• [Objectives]:
(1) In the consumer advice column, explain why the analyst says the venture capital trusts lost value after their early returns.
(2) According to the consumer advice column, how much compensation is M&G sending to the reader from London?
(3) Continue the consumer advice column from the end of its last paragraph.

[start Extract]

In January, I asked M&G to sell part of my Pep. I needed money quickly and instructed M&G to credit my bank account. M&G confirmed it would do this. Then it wrote again asking for proof of identity, which I sent by return of post. After a week I phoned and was told my instruction had been ignored because I had approved a charge of £20 for payment direct to my account and that it would take four more days for a cheque to be sent, to comply with money-laundering rules. I am still waiting for the payment.
DM, London.
M&G, owned by Prudential, apologises and agrees it has not provided you with acceptable service. It has now lodged the payment directly into your bank account free, and is sending you £25 compensation.
When we sold our family business seven years ago, our accountant advised us to invest £36,000 in venture capital trusts (VCTs) run by Advent and Close Bros. Initially, we received reasonable returns, but these have fallen. We want to sell the VCTs and reinvest more safely, but the fund manager says they are worth only 35p in the pound. Is this a common problem? How do we get out of them?
GW, Dartmouth.
Hugh Rogers, analyst at the adviser Bestinvest, says: "VCTs are a high-risk investment that can be attractive to individuals who want to defer capital gains tax, and enjoy tax-free growth with 20 per cent income tax relief at the outset.
"At the time of investing, stock markets were strong and the outlook promising, but VCTs invest in young, small companies which were badly hit by the downturn.
"There is little you can do, except wait until the VCT winds up, when the discount is realised. Many brokers are unwilling to buy VCTs, so they offer well below prevailing offer price. By selling the VCT your capital gains tax liability, probably deferred when you sold your business, becomes payable."

[end Extract]
[start Extracted entries]

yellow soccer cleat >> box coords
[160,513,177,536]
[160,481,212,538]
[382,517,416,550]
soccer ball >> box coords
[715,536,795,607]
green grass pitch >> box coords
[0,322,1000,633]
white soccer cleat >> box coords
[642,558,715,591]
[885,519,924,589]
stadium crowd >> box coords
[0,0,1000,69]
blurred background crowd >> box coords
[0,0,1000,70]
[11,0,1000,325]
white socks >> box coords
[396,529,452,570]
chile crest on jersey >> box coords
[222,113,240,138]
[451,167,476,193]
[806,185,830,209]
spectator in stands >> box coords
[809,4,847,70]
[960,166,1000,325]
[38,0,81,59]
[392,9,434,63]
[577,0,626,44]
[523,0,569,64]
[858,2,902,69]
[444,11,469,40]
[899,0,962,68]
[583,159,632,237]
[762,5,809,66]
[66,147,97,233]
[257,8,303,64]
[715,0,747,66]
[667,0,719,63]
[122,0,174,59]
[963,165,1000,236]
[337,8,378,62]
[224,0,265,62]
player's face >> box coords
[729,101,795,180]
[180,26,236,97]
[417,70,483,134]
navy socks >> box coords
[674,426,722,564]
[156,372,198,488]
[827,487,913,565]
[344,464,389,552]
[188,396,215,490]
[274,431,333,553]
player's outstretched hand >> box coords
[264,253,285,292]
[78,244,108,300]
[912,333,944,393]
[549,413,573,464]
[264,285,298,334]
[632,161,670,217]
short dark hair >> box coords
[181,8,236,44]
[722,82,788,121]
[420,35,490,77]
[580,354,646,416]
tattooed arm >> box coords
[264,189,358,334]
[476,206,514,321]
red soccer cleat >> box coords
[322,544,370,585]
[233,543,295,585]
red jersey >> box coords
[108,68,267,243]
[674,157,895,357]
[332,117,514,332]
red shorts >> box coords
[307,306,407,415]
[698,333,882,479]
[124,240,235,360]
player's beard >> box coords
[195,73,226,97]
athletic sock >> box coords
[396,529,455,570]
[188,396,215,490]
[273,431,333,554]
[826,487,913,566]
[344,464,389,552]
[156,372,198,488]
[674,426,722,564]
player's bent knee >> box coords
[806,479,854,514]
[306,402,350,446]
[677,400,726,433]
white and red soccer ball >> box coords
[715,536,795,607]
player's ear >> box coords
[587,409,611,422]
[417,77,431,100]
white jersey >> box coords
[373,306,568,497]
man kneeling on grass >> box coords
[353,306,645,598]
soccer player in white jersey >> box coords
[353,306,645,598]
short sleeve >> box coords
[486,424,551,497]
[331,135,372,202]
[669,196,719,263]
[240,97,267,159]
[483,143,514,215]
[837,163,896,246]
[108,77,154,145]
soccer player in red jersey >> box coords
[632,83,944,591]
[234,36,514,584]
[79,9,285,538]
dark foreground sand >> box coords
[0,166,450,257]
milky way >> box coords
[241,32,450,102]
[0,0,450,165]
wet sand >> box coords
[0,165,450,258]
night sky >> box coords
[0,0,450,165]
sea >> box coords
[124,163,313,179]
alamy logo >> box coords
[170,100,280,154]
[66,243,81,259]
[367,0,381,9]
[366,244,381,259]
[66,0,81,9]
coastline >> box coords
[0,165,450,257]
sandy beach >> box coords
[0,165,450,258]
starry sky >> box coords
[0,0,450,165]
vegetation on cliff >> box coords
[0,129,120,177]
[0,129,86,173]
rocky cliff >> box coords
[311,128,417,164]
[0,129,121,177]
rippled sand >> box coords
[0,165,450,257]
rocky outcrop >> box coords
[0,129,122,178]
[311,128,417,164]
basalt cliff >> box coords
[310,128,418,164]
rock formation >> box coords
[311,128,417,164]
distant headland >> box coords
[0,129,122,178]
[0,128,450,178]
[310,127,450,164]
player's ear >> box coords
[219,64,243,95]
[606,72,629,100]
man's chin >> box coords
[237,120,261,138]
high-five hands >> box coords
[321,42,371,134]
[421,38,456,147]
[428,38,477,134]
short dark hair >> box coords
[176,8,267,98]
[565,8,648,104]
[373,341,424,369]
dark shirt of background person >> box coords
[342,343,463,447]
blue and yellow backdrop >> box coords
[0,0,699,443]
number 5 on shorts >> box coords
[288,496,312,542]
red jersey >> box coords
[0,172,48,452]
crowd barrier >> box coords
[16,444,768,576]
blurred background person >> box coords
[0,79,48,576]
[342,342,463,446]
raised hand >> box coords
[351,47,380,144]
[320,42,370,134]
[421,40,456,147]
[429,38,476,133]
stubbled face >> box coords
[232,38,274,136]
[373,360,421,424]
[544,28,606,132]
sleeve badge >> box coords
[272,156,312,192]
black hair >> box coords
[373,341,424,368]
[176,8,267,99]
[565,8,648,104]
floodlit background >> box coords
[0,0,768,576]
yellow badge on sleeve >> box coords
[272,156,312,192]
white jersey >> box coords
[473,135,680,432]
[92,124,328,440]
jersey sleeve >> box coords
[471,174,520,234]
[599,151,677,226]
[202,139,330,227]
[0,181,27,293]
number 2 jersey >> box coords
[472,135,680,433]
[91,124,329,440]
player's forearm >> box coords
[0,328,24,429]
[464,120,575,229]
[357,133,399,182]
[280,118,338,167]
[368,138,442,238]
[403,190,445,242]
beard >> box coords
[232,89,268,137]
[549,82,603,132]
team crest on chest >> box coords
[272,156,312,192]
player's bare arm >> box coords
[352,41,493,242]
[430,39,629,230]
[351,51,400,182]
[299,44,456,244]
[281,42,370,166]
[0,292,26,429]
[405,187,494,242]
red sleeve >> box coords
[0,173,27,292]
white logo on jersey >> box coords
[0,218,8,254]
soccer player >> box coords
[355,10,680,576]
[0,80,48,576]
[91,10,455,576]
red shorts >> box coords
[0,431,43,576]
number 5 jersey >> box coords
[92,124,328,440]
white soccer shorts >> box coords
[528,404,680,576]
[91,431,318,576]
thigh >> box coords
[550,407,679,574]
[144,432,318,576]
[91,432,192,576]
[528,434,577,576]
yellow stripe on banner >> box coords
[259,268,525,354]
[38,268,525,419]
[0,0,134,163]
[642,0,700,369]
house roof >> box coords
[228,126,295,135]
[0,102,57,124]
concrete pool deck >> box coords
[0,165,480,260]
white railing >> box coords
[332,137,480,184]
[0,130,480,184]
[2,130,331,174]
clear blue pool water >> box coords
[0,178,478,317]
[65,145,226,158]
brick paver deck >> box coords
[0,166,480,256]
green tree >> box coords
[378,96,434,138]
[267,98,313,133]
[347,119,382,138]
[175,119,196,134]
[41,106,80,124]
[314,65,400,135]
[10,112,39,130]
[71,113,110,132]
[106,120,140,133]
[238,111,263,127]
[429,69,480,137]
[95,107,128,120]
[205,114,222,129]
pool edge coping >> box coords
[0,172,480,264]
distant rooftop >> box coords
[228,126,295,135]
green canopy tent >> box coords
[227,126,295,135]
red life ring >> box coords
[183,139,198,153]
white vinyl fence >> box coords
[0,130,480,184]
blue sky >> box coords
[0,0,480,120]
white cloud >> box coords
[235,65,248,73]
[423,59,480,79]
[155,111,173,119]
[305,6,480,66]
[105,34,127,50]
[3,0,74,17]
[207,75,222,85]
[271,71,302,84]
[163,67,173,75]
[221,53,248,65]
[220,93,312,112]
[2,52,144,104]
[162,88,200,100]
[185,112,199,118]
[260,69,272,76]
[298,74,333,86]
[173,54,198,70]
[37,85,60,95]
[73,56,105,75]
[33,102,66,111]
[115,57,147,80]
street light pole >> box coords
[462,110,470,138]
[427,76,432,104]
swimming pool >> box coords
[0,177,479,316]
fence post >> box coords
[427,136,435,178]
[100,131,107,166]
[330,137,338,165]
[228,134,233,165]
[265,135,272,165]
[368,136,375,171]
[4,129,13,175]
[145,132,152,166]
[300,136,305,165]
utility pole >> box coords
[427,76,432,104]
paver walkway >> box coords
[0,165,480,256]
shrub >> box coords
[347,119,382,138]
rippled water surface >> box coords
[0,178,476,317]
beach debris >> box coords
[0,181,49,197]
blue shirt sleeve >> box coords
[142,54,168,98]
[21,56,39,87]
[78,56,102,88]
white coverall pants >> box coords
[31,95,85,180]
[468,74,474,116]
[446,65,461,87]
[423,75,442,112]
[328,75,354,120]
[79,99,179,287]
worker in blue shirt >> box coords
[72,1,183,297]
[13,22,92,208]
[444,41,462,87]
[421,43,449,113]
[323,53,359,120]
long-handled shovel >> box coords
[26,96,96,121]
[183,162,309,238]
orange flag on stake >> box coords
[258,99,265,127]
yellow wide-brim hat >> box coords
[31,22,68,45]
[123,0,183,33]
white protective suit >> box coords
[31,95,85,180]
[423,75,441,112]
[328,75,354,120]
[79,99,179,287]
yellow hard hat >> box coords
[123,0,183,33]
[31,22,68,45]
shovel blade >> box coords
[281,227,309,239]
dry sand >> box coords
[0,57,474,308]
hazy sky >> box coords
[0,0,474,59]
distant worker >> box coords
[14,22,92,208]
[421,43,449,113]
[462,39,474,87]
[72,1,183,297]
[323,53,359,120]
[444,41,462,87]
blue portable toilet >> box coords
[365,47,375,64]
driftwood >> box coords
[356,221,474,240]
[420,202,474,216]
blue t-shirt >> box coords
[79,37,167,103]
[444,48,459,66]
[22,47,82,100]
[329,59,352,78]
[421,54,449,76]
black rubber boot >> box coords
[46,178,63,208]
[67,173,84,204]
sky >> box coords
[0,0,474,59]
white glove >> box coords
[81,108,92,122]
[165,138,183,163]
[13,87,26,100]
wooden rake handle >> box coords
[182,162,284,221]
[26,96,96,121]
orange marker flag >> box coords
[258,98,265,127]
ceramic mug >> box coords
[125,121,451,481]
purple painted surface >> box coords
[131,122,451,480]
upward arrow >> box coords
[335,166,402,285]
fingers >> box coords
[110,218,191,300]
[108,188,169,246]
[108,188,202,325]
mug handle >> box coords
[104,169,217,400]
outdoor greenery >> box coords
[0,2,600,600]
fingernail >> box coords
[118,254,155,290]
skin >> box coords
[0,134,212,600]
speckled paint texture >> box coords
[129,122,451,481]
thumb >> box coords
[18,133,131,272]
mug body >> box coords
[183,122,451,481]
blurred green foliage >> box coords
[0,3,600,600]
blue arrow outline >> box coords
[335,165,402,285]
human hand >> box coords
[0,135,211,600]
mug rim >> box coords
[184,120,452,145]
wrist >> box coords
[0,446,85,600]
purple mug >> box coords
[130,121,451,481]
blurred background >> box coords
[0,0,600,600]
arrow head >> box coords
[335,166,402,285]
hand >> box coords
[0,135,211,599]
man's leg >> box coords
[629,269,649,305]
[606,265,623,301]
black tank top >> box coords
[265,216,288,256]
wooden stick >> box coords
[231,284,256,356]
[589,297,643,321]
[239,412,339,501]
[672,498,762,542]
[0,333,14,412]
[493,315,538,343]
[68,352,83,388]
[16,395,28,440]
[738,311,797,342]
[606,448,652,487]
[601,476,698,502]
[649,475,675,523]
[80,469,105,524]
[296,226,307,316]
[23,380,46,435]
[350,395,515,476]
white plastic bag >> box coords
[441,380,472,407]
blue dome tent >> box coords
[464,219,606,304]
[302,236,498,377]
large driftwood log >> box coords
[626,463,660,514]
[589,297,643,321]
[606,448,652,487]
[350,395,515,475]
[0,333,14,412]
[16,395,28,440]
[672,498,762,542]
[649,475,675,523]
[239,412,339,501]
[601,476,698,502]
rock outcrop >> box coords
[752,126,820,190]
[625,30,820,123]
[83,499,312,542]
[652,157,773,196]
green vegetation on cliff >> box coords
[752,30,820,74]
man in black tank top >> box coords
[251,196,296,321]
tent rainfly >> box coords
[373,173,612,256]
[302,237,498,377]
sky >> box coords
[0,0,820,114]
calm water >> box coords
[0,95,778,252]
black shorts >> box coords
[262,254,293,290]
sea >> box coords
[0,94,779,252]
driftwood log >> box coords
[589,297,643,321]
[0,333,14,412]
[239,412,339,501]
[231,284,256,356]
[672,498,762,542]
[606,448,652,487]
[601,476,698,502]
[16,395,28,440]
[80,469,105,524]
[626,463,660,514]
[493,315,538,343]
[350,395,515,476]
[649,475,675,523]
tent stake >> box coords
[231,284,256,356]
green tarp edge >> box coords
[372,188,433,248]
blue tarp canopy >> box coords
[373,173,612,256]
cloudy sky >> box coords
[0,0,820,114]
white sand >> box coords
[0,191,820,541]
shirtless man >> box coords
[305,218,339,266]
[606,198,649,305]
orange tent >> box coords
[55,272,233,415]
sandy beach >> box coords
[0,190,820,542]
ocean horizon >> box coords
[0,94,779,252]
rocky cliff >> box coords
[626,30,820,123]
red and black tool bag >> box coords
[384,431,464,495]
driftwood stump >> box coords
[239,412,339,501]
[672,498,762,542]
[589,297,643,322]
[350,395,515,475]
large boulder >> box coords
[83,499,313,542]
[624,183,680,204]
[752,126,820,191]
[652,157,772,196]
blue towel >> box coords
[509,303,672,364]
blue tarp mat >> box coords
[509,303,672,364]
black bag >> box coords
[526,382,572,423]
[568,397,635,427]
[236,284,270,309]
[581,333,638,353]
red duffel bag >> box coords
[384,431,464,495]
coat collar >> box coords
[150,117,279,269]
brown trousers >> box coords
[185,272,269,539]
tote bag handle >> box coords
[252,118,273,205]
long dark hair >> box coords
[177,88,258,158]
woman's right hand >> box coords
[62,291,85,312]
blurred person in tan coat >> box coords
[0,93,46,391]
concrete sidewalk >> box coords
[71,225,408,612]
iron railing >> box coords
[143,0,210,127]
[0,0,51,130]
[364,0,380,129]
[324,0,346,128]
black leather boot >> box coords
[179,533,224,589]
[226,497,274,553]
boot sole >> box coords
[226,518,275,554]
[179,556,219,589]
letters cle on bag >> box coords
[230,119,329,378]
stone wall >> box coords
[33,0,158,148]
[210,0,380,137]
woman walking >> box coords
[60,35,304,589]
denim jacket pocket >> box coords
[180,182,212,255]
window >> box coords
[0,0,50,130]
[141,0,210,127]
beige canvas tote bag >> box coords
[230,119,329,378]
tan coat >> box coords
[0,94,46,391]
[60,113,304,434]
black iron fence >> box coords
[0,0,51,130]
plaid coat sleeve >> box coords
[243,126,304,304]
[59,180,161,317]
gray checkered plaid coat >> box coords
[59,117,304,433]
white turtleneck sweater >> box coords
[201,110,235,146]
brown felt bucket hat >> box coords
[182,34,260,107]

[end Extracted entries]

• [Results]:
(1) When the money was invested, stock markets were strong and the outlook promising. However, venture capital trusts invest in young, small companies, and those companies were badly hit by the downturn.

(2) £25.

(3)
"It is not clear that your accountant gave bad advice. If you want to seek compensation from her you should complain first to her, and if not satisfied you could contact her professional accountancy body. But you would probably have to take legal action and will need advice. You risk being ruled out of time because the statute of limitation requires legal action to be initiated within six years of the cause of the problem, or within three years of becoming aware of it.
I was sold a Standard Life endowment policy in 1986 by an independent adviser, Ian Urwin, of Belfast, who told me I would have a surplus on maturity in 2011.
The policy leaves me with a potential shortfall of £10,000 on my mortgage. I complained to the adviser, Standard Life, and the Financial Ombudsman, but they will not help me. What should I do? MH, Belfast.
Yours is a problem we have highlighted several times over the past few months. Independent advisers are not liable for failure of advice in selling endowments before 28 August, 1988. This is why the Financial Ombudsman cannot review your case.
Your adviser, Ian Urwin, who now trades as UIS Travelcare, denies mis-selling. He says that at the time Standard Life was the best endowment provider, and product literature sent to you made clear endowments were share-based investments which did not guarantee full mortgage repayment. Standard Life has no responsibility for the sale.
Many thousands of people are in a similar situation to yours, with no chance of compensation. Set up a repayment mortgage alongside your endowment to put you on course to clear your mortgage.